Segment Open
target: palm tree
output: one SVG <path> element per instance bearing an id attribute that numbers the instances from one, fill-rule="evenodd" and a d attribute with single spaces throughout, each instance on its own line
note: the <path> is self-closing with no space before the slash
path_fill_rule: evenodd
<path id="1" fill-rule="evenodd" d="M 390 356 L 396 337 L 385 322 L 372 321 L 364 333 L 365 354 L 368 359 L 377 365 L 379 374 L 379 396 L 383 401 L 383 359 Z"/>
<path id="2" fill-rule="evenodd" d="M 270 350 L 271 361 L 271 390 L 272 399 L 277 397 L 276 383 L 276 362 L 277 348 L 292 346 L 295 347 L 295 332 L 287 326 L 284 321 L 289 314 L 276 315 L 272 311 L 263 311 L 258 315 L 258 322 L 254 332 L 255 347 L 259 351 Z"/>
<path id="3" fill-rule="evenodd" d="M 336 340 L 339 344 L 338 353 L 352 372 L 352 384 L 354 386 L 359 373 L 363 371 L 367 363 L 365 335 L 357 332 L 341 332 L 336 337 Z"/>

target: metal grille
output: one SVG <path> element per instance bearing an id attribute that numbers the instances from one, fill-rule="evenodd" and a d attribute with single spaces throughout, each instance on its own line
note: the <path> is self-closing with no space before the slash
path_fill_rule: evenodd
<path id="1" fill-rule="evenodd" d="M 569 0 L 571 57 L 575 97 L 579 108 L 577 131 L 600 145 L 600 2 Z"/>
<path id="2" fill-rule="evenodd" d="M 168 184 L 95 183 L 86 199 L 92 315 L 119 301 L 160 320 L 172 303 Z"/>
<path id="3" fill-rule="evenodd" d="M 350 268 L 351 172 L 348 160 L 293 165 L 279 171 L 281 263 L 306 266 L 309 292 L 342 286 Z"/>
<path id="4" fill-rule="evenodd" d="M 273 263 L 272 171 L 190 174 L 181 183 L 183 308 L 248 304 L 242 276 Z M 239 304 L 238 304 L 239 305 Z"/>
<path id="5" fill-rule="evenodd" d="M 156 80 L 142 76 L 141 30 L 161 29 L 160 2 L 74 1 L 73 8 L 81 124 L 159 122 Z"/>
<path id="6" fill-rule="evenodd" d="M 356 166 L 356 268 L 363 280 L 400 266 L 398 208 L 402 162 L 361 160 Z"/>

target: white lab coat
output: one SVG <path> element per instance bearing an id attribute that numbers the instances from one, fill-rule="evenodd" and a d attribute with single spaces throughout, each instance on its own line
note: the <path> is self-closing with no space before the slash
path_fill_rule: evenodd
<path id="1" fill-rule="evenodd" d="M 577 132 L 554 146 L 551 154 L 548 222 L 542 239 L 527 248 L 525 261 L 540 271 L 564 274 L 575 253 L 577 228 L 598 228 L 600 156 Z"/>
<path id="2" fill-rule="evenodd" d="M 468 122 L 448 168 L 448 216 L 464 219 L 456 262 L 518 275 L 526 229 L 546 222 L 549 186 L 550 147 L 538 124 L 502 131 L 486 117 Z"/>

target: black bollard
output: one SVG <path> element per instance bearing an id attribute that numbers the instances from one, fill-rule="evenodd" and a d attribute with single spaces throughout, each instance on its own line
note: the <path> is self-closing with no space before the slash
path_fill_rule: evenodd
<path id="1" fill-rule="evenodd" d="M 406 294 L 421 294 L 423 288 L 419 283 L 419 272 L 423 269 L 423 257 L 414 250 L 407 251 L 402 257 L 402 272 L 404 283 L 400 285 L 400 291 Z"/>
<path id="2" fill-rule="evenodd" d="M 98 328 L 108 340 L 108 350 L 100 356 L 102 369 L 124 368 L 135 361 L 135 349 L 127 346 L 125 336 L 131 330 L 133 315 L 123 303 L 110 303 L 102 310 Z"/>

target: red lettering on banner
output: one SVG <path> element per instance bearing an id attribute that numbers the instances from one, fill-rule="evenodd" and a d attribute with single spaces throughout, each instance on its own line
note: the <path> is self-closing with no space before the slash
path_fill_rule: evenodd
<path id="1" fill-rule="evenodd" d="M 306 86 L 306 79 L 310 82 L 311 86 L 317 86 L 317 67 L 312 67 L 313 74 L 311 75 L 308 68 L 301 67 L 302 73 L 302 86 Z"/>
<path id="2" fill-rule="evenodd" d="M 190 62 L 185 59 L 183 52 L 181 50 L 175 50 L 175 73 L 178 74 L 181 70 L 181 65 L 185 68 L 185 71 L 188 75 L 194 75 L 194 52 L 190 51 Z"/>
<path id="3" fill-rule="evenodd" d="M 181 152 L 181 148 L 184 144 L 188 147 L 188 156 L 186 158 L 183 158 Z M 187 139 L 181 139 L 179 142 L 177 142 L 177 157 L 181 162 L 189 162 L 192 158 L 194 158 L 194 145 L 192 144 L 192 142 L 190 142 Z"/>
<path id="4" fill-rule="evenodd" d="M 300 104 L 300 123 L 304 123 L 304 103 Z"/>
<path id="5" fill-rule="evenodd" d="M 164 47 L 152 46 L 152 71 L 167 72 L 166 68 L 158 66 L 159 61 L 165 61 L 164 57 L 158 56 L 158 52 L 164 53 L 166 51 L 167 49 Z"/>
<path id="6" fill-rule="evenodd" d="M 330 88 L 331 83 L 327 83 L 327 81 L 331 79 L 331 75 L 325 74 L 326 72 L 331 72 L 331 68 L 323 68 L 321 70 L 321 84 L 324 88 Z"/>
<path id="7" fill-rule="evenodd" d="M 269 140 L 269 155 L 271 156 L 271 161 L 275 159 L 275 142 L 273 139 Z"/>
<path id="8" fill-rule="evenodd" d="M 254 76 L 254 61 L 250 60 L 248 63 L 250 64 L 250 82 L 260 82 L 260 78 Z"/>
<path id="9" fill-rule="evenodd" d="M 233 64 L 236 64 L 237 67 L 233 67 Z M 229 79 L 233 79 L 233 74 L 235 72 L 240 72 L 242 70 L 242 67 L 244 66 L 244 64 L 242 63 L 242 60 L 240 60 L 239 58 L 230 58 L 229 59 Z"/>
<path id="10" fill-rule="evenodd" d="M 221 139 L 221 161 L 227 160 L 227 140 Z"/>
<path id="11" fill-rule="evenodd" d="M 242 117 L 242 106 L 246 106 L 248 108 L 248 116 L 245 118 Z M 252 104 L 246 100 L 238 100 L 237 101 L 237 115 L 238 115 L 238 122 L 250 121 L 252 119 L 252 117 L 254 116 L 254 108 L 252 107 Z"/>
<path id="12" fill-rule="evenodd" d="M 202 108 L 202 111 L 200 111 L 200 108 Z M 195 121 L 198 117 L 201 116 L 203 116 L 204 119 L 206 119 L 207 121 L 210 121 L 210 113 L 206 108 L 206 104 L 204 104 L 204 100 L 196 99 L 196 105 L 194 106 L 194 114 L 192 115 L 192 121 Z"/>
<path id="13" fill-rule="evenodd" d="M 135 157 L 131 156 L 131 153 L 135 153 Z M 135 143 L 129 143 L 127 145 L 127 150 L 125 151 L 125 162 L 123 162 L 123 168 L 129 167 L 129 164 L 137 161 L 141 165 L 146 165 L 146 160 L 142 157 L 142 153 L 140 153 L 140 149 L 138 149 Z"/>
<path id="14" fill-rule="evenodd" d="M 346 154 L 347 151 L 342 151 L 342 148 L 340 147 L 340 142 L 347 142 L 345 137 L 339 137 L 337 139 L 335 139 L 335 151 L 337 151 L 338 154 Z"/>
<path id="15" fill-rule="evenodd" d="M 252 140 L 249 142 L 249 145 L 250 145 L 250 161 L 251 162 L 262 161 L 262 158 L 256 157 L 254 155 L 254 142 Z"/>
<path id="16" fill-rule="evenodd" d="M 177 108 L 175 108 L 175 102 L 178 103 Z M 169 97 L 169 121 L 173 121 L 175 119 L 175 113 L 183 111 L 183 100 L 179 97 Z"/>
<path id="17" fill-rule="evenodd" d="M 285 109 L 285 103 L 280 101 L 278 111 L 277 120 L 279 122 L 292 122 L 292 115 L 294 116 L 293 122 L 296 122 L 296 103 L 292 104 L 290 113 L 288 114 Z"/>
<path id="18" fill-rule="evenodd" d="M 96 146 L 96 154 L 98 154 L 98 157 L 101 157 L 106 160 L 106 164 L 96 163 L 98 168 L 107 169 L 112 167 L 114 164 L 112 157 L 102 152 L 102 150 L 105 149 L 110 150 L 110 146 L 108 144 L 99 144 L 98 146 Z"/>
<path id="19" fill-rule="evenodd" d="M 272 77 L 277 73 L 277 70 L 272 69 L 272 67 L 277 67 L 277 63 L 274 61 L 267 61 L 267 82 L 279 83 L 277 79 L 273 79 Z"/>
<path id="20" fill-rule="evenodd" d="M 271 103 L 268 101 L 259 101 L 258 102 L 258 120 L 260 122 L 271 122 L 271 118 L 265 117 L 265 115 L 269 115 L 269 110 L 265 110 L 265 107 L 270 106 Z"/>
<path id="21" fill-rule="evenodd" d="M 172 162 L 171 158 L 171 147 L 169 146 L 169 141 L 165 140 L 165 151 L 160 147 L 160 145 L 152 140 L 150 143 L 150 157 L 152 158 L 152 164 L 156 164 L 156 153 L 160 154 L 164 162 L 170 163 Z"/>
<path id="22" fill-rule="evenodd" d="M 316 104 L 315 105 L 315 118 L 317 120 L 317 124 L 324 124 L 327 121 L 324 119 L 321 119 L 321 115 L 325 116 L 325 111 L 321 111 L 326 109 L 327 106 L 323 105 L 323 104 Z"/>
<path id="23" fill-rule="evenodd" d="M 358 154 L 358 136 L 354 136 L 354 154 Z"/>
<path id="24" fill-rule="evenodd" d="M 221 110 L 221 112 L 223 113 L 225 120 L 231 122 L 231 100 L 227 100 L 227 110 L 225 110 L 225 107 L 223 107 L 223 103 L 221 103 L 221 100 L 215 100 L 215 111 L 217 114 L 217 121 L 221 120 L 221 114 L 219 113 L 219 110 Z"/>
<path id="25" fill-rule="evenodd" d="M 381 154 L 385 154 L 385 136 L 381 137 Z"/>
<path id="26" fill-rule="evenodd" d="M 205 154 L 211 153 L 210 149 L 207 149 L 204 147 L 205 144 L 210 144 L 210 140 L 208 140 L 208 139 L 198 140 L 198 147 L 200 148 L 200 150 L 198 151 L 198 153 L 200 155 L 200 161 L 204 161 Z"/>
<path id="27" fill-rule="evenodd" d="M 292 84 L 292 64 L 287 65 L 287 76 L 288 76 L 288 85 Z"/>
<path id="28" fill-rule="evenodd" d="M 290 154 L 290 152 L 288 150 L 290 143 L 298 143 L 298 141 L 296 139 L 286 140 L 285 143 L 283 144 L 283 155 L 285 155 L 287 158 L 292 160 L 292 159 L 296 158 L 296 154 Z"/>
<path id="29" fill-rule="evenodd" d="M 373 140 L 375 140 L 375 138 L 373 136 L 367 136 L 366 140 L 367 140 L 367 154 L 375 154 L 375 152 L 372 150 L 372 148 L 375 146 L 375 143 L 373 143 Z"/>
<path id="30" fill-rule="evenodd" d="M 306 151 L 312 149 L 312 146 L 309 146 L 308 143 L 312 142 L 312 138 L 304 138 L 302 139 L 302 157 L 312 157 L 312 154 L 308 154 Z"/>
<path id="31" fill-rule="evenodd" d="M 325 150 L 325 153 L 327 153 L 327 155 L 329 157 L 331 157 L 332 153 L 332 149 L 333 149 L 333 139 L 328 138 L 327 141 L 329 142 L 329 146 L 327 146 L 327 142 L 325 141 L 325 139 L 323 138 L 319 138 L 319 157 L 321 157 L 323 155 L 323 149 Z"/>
Segment Closed
# What you should do:
Above are the entries; repeat their lines exactly, from the first through the one that contains "target: white lab coat".

# Your solution:
target: palm tree
output: one SVG <path> element per instance bearing an id attribute that numbers the instances from one, fill-rule="evenodd" and a d attribute with single spaces throughout, each instance on its own line
note: the <path> is self-closing with no space before the slash
path_fill_rule: evenodd
<path id="1" fill-rule="evenodd" d="M 390 356 L 396 337 L 385 322 L 372 321 L 364 333 L 365 354 L 368 359 L 377 365 L 379 374 L 379 396 L 383 401 L 383 359 Z"/>
<path id="2" fill-rule="evenodd" d="M 270 350 L 271 361 L 271 390 L 272 399 L 277 397 L 276 383 L 276 362 L 277 348 L 292 346 L 295 347 L 295 332 L 287 326 L 284 321 L 289 314 L 276 315 L 272 311 L 263 311 L 258 315 L 258 322 L 254 332 L 255 347 L 259 351 Z"/>
<path id="3" fill-rule="evenodd" d="M 336 340 L 339 344 L 338 353 L 352 372 L 352 384 L 354 386 L 359 373 L 363 371 L 367 363 L 365 335 L 357 332 L 341 332 L 336 337 Z"/>

target: metal grille
output: one SVG <path> element per instance bearing an id attribute that numbers the instances from one, fill-rule="evenodd" and a d attribute with single spaces throughout, each instance on its own line
note: the <path> is self-closing with no space before the slash
path_fill_rule: evenodd
<path id="1" fill-rule="evenodd" d="M 569 0 L 571 57 L 575 97 L 579 108 L 577 131 L 600 145 L 600 2 Z"/>
<path id="2" fill-rule="evenodd" d="M 168 184 L 95 183 L 86 199 L 92 315 L 119 301 L 160 320 L 172 303 Z"/>
<path id="3" fill-rule="evenodd" d="M 350 268 L 351 172 L 348 160 L 293 165 L 279 171 L 281 263 L 306 266 L 309 292 L 342 286 Z"/>
<path id="4" fill-rule="evenodd" d="M 273 263 L 272 171 L 190 174 L 181 183 L 183 308 L 248 304 L 242 276 Z M 239 304 L 238 304 L 239 305 Z"/>
<path id="5" fill-rule="evenodd" d="M 156 80 L 142 76 L 141 30 L 161 29 L 160 2 L 74 1 L 73 8 L 81 124 L 159 122 Z"/>
<path id="6" fill-rule="evenodd" d="M 356 166 L 356 268 L 363 280 L 400 266 L 398 208 L 402 162 L 361 160 Z"/>

target: white lab coat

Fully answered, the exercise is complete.